YOUR GOAL:
Please repeat, exactly and without pictures, the lines of the entries below that run from the one containing "Drop a pin on the red" through the one containing "Target: tree".

+===+

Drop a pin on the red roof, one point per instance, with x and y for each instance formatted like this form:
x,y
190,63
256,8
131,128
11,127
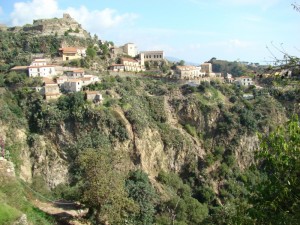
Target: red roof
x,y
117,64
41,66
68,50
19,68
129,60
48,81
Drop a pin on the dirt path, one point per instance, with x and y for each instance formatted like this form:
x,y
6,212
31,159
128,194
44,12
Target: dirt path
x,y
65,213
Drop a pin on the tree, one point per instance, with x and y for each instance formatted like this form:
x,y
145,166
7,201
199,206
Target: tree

+===+

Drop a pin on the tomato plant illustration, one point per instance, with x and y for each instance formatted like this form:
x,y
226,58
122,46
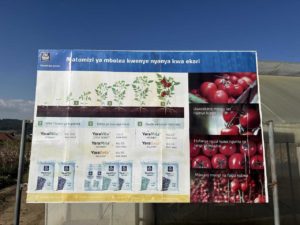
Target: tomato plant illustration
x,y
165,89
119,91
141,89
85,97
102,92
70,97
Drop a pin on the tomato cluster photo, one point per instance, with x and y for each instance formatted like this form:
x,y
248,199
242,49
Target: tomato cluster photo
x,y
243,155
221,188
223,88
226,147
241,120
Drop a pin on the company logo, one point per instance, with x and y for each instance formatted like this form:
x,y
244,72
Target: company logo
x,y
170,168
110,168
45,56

+===+

ANSWER SPACE:
Drop a pin on the red roof, one point per instance, with x and y for each instance formatted like this form:
x,y
190,63
256,8
131,128
11,127
Target: red roof
x,y
117,64
41,66
68,50
19,68
129,60
48,81
Drop a pin on the dirt path, one point per instance, with x and y for each instance formatted like this form:
x,y
6,212
31,159
128,194
44,12
Target: dirt path
x,y
65,213
Drop a pin on the tree, one point per instance, with x and y for each instance formatted like this form:
x,y
145,166
7,201
199,206
Target: tree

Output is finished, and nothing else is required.